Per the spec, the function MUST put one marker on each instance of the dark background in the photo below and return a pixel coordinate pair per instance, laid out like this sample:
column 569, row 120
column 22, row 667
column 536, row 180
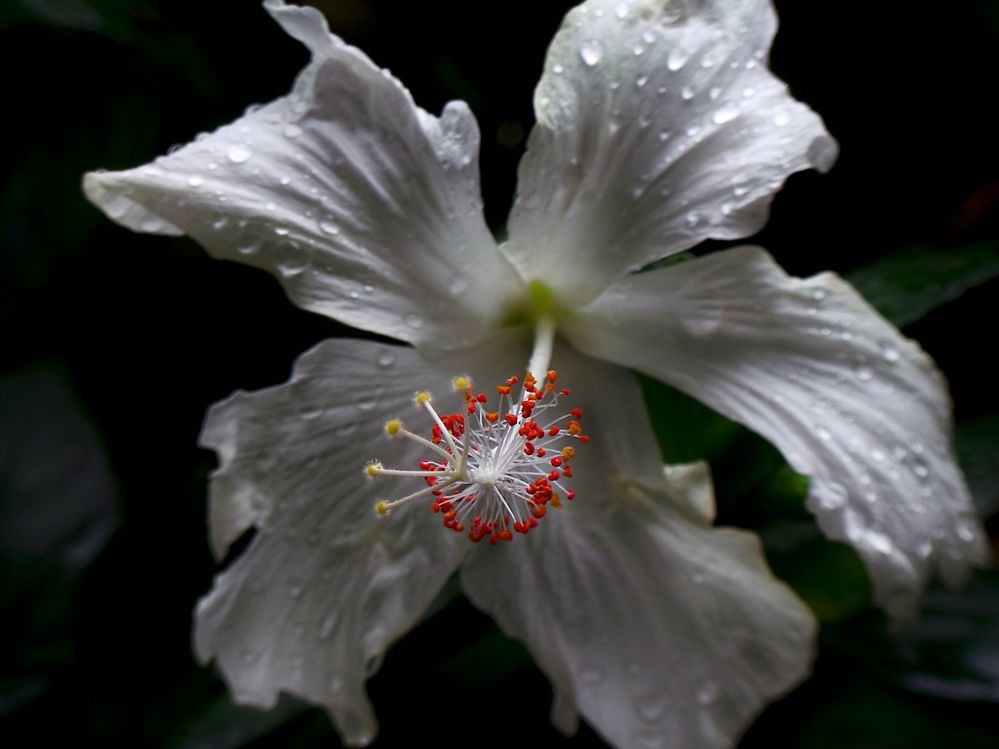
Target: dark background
column 112, row 345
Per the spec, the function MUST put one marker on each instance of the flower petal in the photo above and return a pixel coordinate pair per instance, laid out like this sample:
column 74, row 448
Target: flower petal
column 659, row 126
column 812, row 367
column 325, row 586
column 365, row 207
column 660, row 630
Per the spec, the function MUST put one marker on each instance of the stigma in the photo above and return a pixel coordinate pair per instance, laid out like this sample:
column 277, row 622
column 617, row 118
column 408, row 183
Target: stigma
column 492, row 471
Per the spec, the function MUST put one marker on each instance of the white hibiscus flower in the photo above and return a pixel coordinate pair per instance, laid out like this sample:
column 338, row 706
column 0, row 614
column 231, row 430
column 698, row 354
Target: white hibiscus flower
column 659, row 126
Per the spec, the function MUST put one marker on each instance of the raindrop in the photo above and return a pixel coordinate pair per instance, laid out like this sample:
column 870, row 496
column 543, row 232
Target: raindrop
column 652, row 708
column 863, row 373
column 238, row 154
column 725, row 114
column 889, row 353
column 677, row 59
column 834, row 497
column 250, row 658
column 965, row 530
column 708, row 694
column 591, row 51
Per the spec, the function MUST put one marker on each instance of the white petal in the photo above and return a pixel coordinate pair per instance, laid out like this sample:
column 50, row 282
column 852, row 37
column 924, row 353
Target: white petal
column 661, row 631
column 813, row 368
column 659, row 126
column 325, row 586
column 366, row 207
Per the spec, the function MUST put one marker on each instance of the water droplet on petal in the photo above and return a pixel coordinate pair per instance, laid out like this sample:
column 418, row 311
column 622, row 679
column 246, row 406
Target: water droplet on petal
column 677, row 59
column 591, row 51
column 889, row 353
column 863, row 373
column 725, row 114
column 708, row 694
column 238, row 154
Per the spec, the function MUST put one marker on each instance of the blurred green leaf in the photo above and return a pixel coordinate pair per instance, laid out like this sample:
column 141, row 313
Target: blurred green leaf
column 907, row 285
column 57, row 510
column 977, row 444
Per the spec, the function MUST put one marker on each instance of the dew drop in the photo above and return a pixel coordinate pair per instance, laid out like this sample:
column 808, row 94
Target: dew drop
column 863, row 373
column 249, row 658
column 708, row 694
column 889, row 353
column 651, row 709
column 833, row 497
column 677, row 59
column 238, row 154
column 725, row 114
column 591, row 51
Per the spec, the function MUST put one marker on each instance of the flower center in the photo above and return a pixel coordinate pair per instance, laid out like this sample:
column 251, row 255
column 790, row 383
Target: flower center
column 493, row 472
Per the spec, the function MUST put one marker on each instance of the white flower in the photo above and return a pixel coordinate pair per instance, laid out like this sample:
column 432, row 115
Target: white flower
column 659, row 126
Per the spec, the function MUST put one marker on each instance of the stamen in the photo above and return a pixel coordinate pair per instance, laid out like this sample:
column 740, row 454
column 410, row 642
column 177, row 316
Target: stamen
column 496, row 471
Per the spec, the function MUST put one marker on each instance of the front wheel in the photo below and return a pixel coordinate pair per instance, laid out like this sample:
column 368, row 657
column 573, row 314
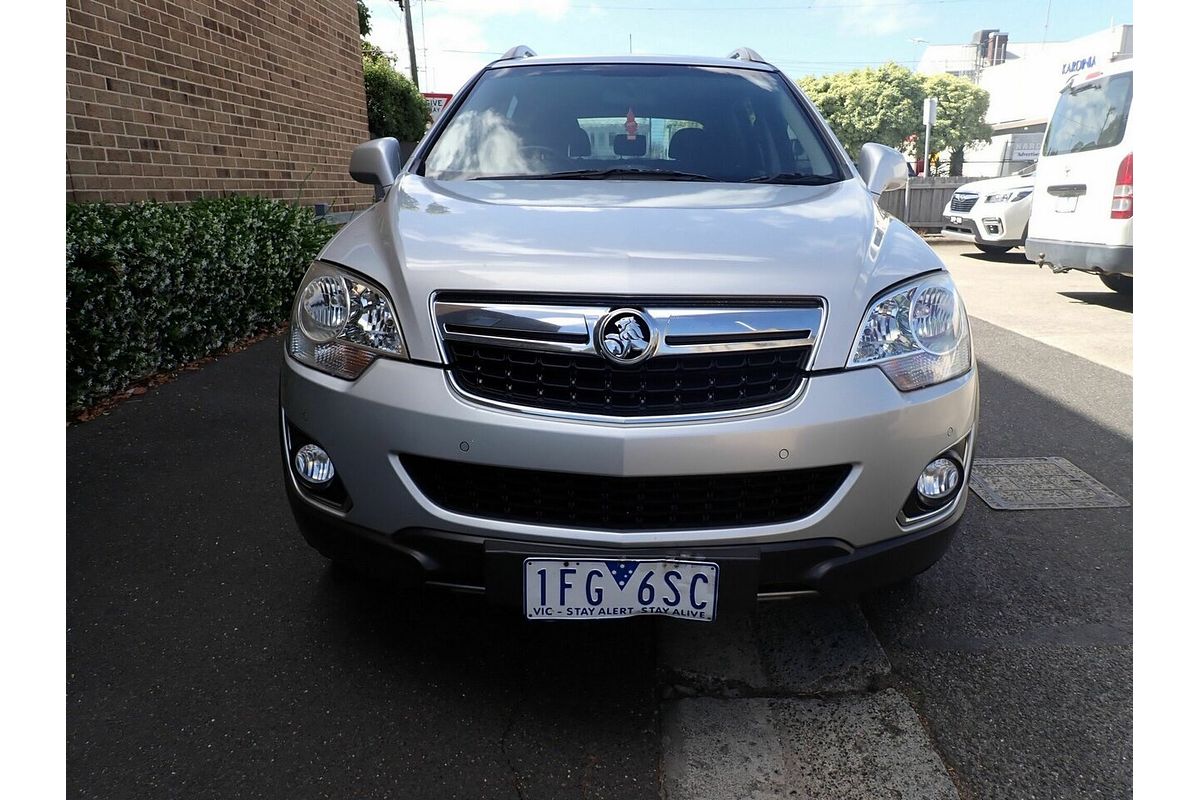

========

» **Exercise details**
Using the material above, report each line where "below" occurs.

» **Completed exercise**
Per the spec, the function MUST put one marker on each instance of the dark background in the photo below and return a pixel coordinate pair per instance, laid out like this sample:
Per the spec, the function MUST put one marker on each instance of the front wheel in the photo below and return a pixel coordinate pair per instance, laid out like this sample:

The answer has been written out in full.